> WHAT IS BEING ASKED:
Can you extract every line of the records below, copying each one without any change but omitting the pictures?

(Part of a data file)
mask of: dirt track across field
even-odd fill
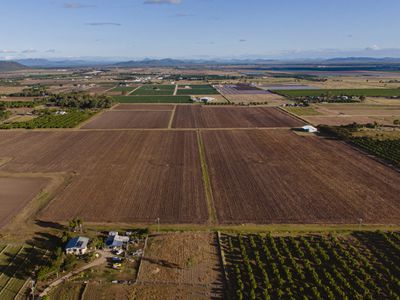
[[[167,128],[170,111],[111,110],[95,117],[83,129]]]
[[[220,223],[399,224],[400,174],[288,130],[203,131]]]
[[[173,128],[296,127],[298,119],[271,107],[178,106]]]
[[[47,178],[0,177],[0,228],[47,185]]]
[[[75,174],[45,220],[207,221],[195,132],[0,132],[0,157],[7,172]]]

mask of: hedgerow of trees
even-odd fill
[[[79,92],[51,95],[47,98],[47,102],[59,107],[79,109],[109,108],[112,106],[111,97]]]

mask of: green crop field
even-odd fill
[[[41,115],[29,121],[1,124],[0,129],[73,128],[94,114],[95,112],[93,111],[73,110],[69,111],[66,115]]]
[[[114,96],[119,103],[190,103],[189,96]]]
[[[274,90],[276,94],[286,97],[307,96],[366,96],[393,97],[400,96],[400,89],[326,89],[326,90]]]
[[[285,107],[285,110],[298,116],[316,116],[321,115],[313,107]]]
[[[112,89],[112,92],[130,92],[133,91],[136,88],[136,86],[118,86],[114,89]]]
[[[25,299],[27,280],[45,255],[31,246],[8,245],[0,253],[0,299]]]
[[[173,95],[175,85],[143,85],[134,91],[133,95]]]
[[[217,90],[211,85],[188,85],[191,88],[185,89],[186,85],[181,85],[178,88],[178,95],[215,95],[218,94]]]
[[[232,299],[398,299],[399,232],[222,235]]]

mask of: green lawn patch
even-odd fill
[[[119,103],[190,103],[189,96],[114,96]]]
[[[365,96],[365,97],[394,97],[400,96],[400,89],[319,89],[319,90],[275,90],[286,97],[318,97],[318,96]]]
[[[321,115],[318,111],[316,111],[313,107],[285,107],[285,110],[298,115],[298,116],[317,116]]]
[[[185,86],[189,86],[189,89],[185,89]],[[181,85],[178,87],[178,95],[215,95],[218,94],[217,90],[211,85]]]
[[[175,85],[162,85],[162,84],[149,84],[143,85],[134,91],[133,95],[173,95],[175,90]]]

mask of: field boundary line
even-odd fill
[[[28,247],[25,247],[25,249],[27,249]],[[0,291],[0,296],[3,294],[3,292],[7,289],[7,286],[10,284],[10,282],[14,279],[14,275],[21,269],[21,267],[25,266],[28,258],[30,257],[30,255],[32,254],[32,252],[34,251],[35,247],[32,247],[32,250],[29,253],[26,253],[24,260],[17,266],[17,268],[15,269],[15,272],[13,274],[13,276],[7,280],[6,284],[4,285],[4,287],[1,289]],[[22,285],[22,287],[25,285],[26,282],[24,282],[24,284]],[[21,287],[21,288],[22,288]],[[18,292],[15,294],[15,297],[19,294],[20,289],[18,290]],[[15,298],[14,297],[14,298]]]
[[[217,223],[217,211],[214,206],[214,197],[211,187],[211,180],[208,174],[208,166],[206,160],[206,153],[205,147],[203,143],[203,138],[201,136],[200,130],[197,130],[197,144],[199,147],[199,156],[200,156],[200,163],[201,163],[201,173],[203,177],[203,184],[204,184],[204,191],[206,196],[207,202],[207,210],[208,210],[208,223],[216,224]]]
[[[136,280],[135,280],[135,282],[133,283],[134,285],[141,283],[141,281],[139,280],[139,276],[140,276],[140,273],[141,273],[141,270],[142,270],[142,265],[143,265],[142,262],[143,262],[144,255],[145,255],[145,253],[146,253],[147,241],[148,241],[148,239],[149,239],[149,235],[146,236],[146,239],[145,239],[145,241],[144,241],[142,258],[140,259],[140,264],[139,264],[139,268],[138,268],[138,273],[137,273],[137,275],[136,275]]]
[[[21,246],[21,248],[18,250],[18,252],[13,256],[12,260],[8,263],[8,265],[3,269],[4,271],[8,270],[15,262],[15,260],[17,259],[18,255],[20,255],[22,253],[22,251],[24,250],[24,246]],[[19,269],[19,267],[15,270],[15,272]],[[0,274],[0,278],[3,277],[3,275],[5,274],[2,270],[2,273]],[[15,274],[15,272],[13,272],[13,275]],[[3,294],[3,291],[5,290],[5,288],[7,287],[8,283],[10,282],[10,280],[13,277],[9,277],[8,280],[5,282],[4,286],[1,287],[0,289],[0,295]]]
[[[90,123],[91,121],[93,121],[93,120],[95,120],[95,119],[98,119],[98,118],[99,118],[102,114],[104,114],[106,111],[110,111],[112,107],[113,107],[113,106],[111,106],[111,107],[108,108],[108,109],[103,109],[103,110],[101,110],[101,111],[95,113],[95,114],[94,114],[93,116],[91,116],[89,119],[83,121],[82,123],[79,123],[77,126],[71,128],[71,129],[75,129],[75,130],[76,130],[76,129],[81,129],[83,126],[87,125],[87,124]]]
[[[174,109],[171,111],[171,117],[168,122],[168,129],[172,128],[172,122],[174,121],[175,118],[175,112],[176,112],[176,105],[174,105]]]
[[[79,296],[79,299],[85,299],[85,294],[86,294],[86,291],[87,291],[87,289],[88,289],[88,286],[89,286],[89,282],[86,282],[86,283],[83,283],[84,285],[85,285],[85,287],[83,288],[83,291],[80,293],[80,296]]]
[[[133,92],[135,92],[137,89],[139,89],[141,87],[141,85],[137,86],[136,88],[134,88],[132,91],[130,91],[128,94],[126,94],[125,96],[129,96],[132,95]]]
[[[108,90],[105,90],[103,93],[107,93],[107,92],[109,92],[109,91],[115,89],[116,87],[117,87],[117,85],[114,85],[112,88],[109,88]]]
[[[1,157],[0,158],[0,167],[8,164],[10,161],[12,161],[12,157]]]
[[[298,115],[295,115],[294,113],[292,113],[292,112],[290,112],[290,111],[287,111],[286,109],[284,109],[284,108],[282,108],[282,107],[280,107],[280,106],[276,106],[275,108],[276,108],[277,110],[279,110],[279,111],[281,111],[281,112],[283,112],[283,113],[285,113],[285,114],[291,116],[292,118],[295,118],[295,119],[297,119],[297,120],[300,120],[300,121],[302,121],[302,122],[304,122],[304,123],[306,123],[306,124],[312,124],[312,125],[314,125],[313,123],[307,121],[306,119],[303,119],[302,117],[300,117],[300,116],[298,116]]]
[[[4,253],[4,251],[6,251],[7,248],[8,248],[8,244],[0,251],[0,255],[2,255]]]
[[[226,271],[225,252],[224,252],[224,249],[222,249],[221,232],[219,230],[217,231],[217,241],[218,241],[218,253],[219,253],[220,263],[221,263],[221,267],[222,267],[222,272],[224,273],[225,291],[227,291],[228,295],[231,296],[232,291],[231,291],[230,285],[228,284],[229,281],[228,281],[228,272]],[[224,294],[225,294],[225,296],[227,296],[226,292]]]
[[[23,290],[26,290],[26,289],[27,289],[27,285],[29,284],[29,282],[31,282],[31,280],[32,280],[32,278],[29,277],[29,278],[24,282],[24,284],[23,284],[23,285],[21,286],[21,288],[19,289],[18,293],[15,295],[14,300],[22,299],[22,298],[19,298],[19,297],[23,297],[23,296],[24,296],[24,295],[21,295],[21,292],[22,292]]]

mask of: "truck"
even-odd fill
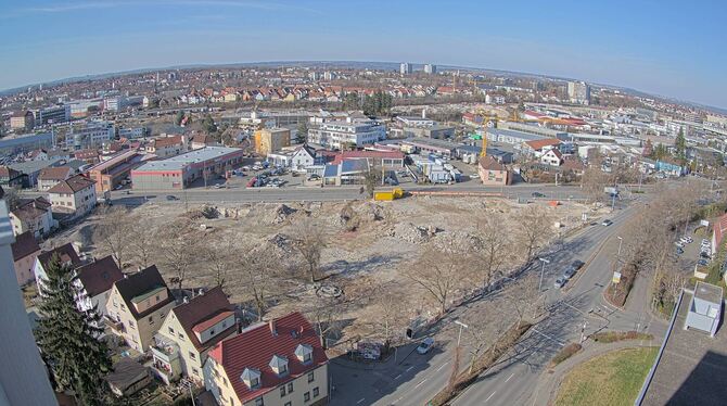
[[[618,195],[618,188],[615,186],[607,186],[603,188],[603,193],[608,194],[609,196],[617,196]]]

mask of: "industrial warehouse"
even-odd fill
[[[131,172],[136,190],[179,190],[195,180],[214,179],[242,163],[237,148],[205,147],[168,160],[149,162]]]

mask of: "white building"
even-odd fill
[[[589,104],[590,86],[585,81],[569,81],[567,98],[571,100],[571,103]]]
[[[308,129],[308,141],[330,149],[361,148],[386,138],[386,127],[368,118],[321,123]]]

> EXERCISE RESULT:
mask of: dirt track across field
even-odd fill
[[[167,128],[170,111],[111,110],[95,117],[83,129]]]
[[[220,223],[399,224],[400,174],[288,130],[203,131]]]
[[[173,128],[296,127],[298,119],[271,107],[178,106]]]
[[[47,178],[0,177],[0,228],[47,185]]]
[[[75,174],[45,220],[207,221],[195,132],[0,132],[0,157],[7,172]]]

mask of: hedgerow of trees
even-odd fill
[[[79,92],[51,95],[47,98],[47,102],[59,107],[79,109],[109,108],[112,106],[111,97]]]

mask of: green crop field
even-odd fill
[[[41,115],[29,121],[1,124],[0,129],[73,128],[94,114],[95,112],[93,111],[73,110],[69,111],[66,115]]]
[[[114,96],[119,103],[190,103],[189,96]]]
[[[274,90],[276,94],[286,97],[307,96],[366,96],[393,97],[400,96],[400,89],[326,89],[326,90]]]
[[[285,107],[285,110],[298,116],[316,116],[321,115],[313,107]]]
[[[112,89],[112,92],[130,92],[133,91],[136,88],[136,86],[118,86],[114,89]]]
[[[25,299],[27,280],[45,255],[31,246],[8,245],[0,253],[0,299]]]
[[[173,95],[175,85],[143,85],[134,91],[133,95]]]
[[[217,90],[211,85],[188,85],[191,88],[185,89],[186,85],[181,85],[178,88],[178,95],[215,95],[218,94]]]
[[[232,299],[398,299],[399,232],[222,235]]]

mask of: green lawn patch
even-odd fill
[[[119,103],[190,103],[189,96],[114,96]]]
[[[365,96],[365,97],[394,97],[400,96],[400,89],[319,89],[319,90],[275,90],[286,97],[318,97],[318,96]]]
[[[321,115],[318,111],[316,111],[313,107],[285,107],[285,110],[298,115],[298,116],[317,116]]]
[[[185,86],[189,86],[189,89],[185,89]],[[181,85],[178,87],[178,95],[215,95],[218,94],[217,90],[211,85]]]
[[[175,85],[162,85],[162,84],[149,84],[143,85],[134,91],[133,95],[173,95],[175,90]]]

mask of: field boundary line
even-odd fill
[[[28,247],[25,247],[25,249],[27,249]],[[0,291],[0,296],[3,294],[3,292],[7,289],[7,286],[10,284],[10,282],[14,279],[14,275],[21,269],[21,267],[25,266],[28,258],[30,257],[30,255],[32,254],[32,252],[34,251],[35,247],[32,247],[32,250],[29,253],[26,253],[24,260],[17,266],[17,268],[15,269],[15,272],[13,274],[13,276],[7,280],[6,284],[4,285],[4,287],[1,289]],[[22,285],[22,287],[25,285],[26,282],[24,282],[24,284]],[[21,287],[21,288],[22,288]],[[18,292],[15,294],[15,297],[19,294],[20,289],[18,290]],[[15,298],[14,297],[14,298]]]
[[[217,223],[217,211],[214,206],[214,197],[211,187],[211,180],[208,174],[208,166],[206,160],[206,153],[205,147],[203,143],[203,138],[201,136],[200,130],[197,130],[197,144],[199,147],[199,156],[200,156],[200,163],[201,163],[201,173],[203,177],[203,184],[204,184],[204,191],[206,196],[207,202],[207,210],[208,210],[208,223],[216,224]]]
[[[136,280],[135,280],[135,282],[133,283],[134,285],[141,283],[141,281],[139,280],[139,276],[140,276],[140,273],[141,273],[141,270],[142,270],[142,265],[143,265],[142,262],[143,262],[144,255],[145,255],[145,253],[146,253],[147,241],[148,241],[148,239],[149,239],[149,235],[146,236],[146,239],[145,239],[145,241],[144,241],[142,258],[140,259],[140,264],[139,264],[139,268],[138,268],[138,273],[137,273],[137,275],[136,275]]]
[[[21,246],[21,248],[18,250],[18,252],[13,256],[12,260],[8,263],[8,265],[3,269],[4,271],[8,270],[15,262],[15,260],[17,259],[18,255],[20,255],[22,253],[22,251],[24,250],[24,246]],[[19,269],[19,267],[15,270],[15,272]],[[0,274],[0,278],[3,277],[3,275],[5,274],[2,270],[2,273]],[[15,274],[15,272],[13,272],[13,275]],[[3,294],[3,291],[5,290],[5,288],[7,287],[8,283],[10,282],[10,280],[13,277],[9,277],[8,280],[5,282],[4,286],[1,287],[0,289],[0,295]]]
[[[90,123],[91,121],[93,121],[93,120],[95,120],[95,119],[98,119],[98,118],[99,118],[102,114],[104,114],[106,111],[110,111],[112,107],[113,107],[113,106],[111,106],[111,107],[108,108],[108,109],[103,109],[103,110],[101,110],[101,111],[95,113],[95,114],[94,114],[93,116],[91,116],[89,119],[83,121],[82,123],[79,123],[77,126],[71,128],[71,129],[75,129],[75,130],[76,130],[76,129],[81,129],[83,126],[87,125],[87,124]]]
[[[174,109],[171,111],[171,117],[168,122],[168,129],[172,128],[172,122],[174,121],[175,118],[175,112],[176,112],[176,105],[174,105]]]
[[[79,296],[79,299],[85,299],[85,294],[86,294],[86,291],[87,291],[87,289],[88,289],[88,286],[89,286],[89,282],[86,282],[86,283],[83,283],[84,285],[85,285],[85,287],[83,288],[83,291],[80,293],[80,296]]]
[[[133,92],[135,92],[137,89],[139,89],[141,87],[141,85],[137,86],[136,88],[134,88],[132,91],[130,91],[128,94],[126,94],[125,96],[129,96],[132,95]]]
[[[108,90],[105,90],[103,93],[107,93],[107,92],[109,92],[109,91],[115,89],[116,87],[117,87],[117,85],[114,85],[112,88],[109,88]]]
[[[1,157],[0,158],[0,167],[8,164],[10,161],[12,161],[12,157]]]
[[[298,115],[295,115],[294,113],[292,113],[292,112],[290,112],[290,111],[287,111],[286,109],[284,109],[284,108],[282,108],[282,107],[280,107],[280,106],[276,106],[275,108],[276,108],[277,110],[279,110],[279,111],[281,111],[281,112],[283,112],[283,113],[285,113],[285,114],[291,116],[292,118],[295,118],[295,119],[297,119],[297,120],[300,120],[300,121],[302,121],[302,122],[304,122],[304,123],[306,123],[306,124],[312,124],[312,125],[314,125],[313,123],[307,121],[306,119],[303,119],[302,117],[300,117],[300,116],[298,116]]]
[[[4,253],[4,251],[6,251],[7,248],[8,248],[8,244],[0,251],[0,255],[2,255]]]
[[[226,271],[225,252],[224,252],[224,249],[222,249],[221,232],[219,230],[217,231],[217,241],[218,241],[218,253],[219,253],[220,263],[221,263],[221,267],[222,267],[222,272],[224,273],[225,291],[227,291],[228,295],[231,296],[232,291],[231,291],[230,285],[228,284],[229,281],[228,281],[228,272]],[[224,294],[225,294],[225,296],[227,296],[226,292]]]
[[[23,290],[26,290],[26,289],[27,289],[27,285],[29,284],[29,282],[31,282],[31,280],[32,280],[32,278],[29,277],[29,278],[24,282],[24,284],[23,284],[23,285],[21,286],[21,288],[19,289],[18,293],[15,295],[14,300],[22,299],[22,298],[19,298],[19,297],[23,297],[23,296],[24,296],[24,295],[21,295],[21,292],[22,292]]]

mask of: "truck"
even-odd fill
[[[618,195],[618,188],[615,186],[607,186],[603,188],[603,193],[608,194],[609,196],[617,196]]]

mask of: "industrial warehouse"
even-odd fill
[[[131,172],[136,190],[179,190],[195,180],[214,179],[242,163],[237,148],[205,147],[168,160],[149,162]]]

mask of: "white building"
even-odd fill
[[[589,104],[590,86],[585,81],[569,81],[567,98],[571,100],[571,103]]]
[[[308,129],[308,141],[330,149],[361,148],[386,138],[386,127],[368,118],[321,123]]]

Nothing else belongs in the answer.